Kalman Filter for State Space Models

Vignette Author

2022-09-01

kalmanfilter is an Rcpp implementation of the multivariate Kalman filter for state space models that can handle missing values and exogenous data in the observation and state equations.

The State Space Model

The state space model is written as \[ Y_t = A + H \beta + B^o X^o_t + e_t, e_t \sim N(0, R)\\ \beta_t = D + F \beta_{t-1} + B^s X^s_t + u_t, u_t \sim N(0, Q) \] where the first equation is the observation equation and the second equation is the transition equation. \(H\) is the observation matrix, \(X^o_t\) is optional exogenous data in the observation equation, and \(e_t \sim N(0, \sigma_e^2)\) is the observation error, and \(R\) is the observation error-covariance matrix. \(\beta_t\) is the vector of the unobserved components \(F\) is the transition matrix, and \(Q\) is the transition error-covariance matrix. \(X^s_t\) is optional exogenous data in the state equation.

» **Source excerpt**

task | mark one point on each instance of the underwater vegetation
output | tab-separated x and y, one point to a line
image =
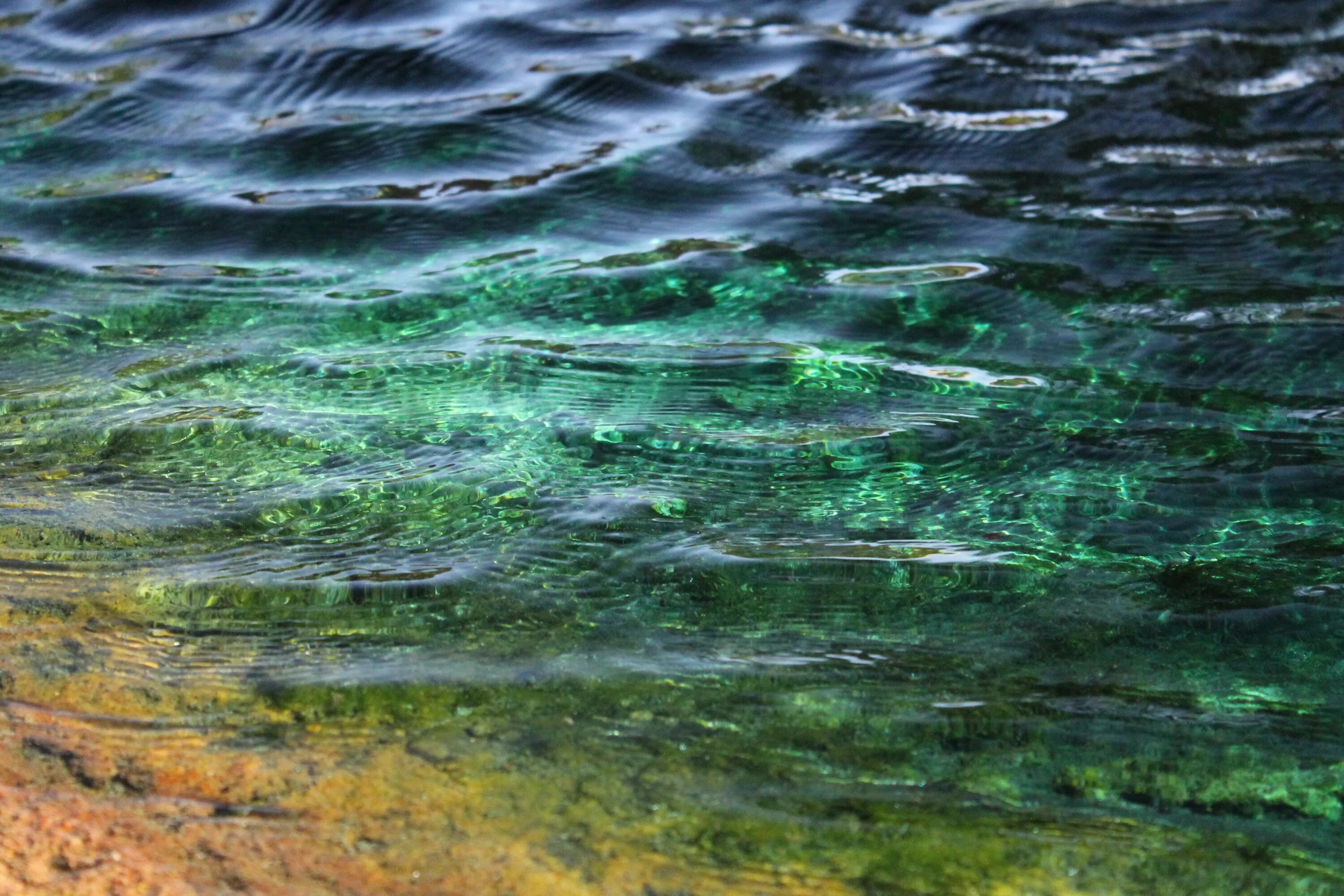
671	449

» **Task description**
Translate this sentence from the Kalman filter page above into Spanish: "kalmanfilter is an Rcpp implementation of the multivariate Kalman filter for state space models that can handle missing values and exogenous data in the observation and state equations."

» **Solution**
kalmanfilter es una implementación en Rcpp del filtro de Kalman multivariante para modelos de espacio de estados que puede manejar valores faltantes y datos exógenos en las ecuaciones de observación y de estado.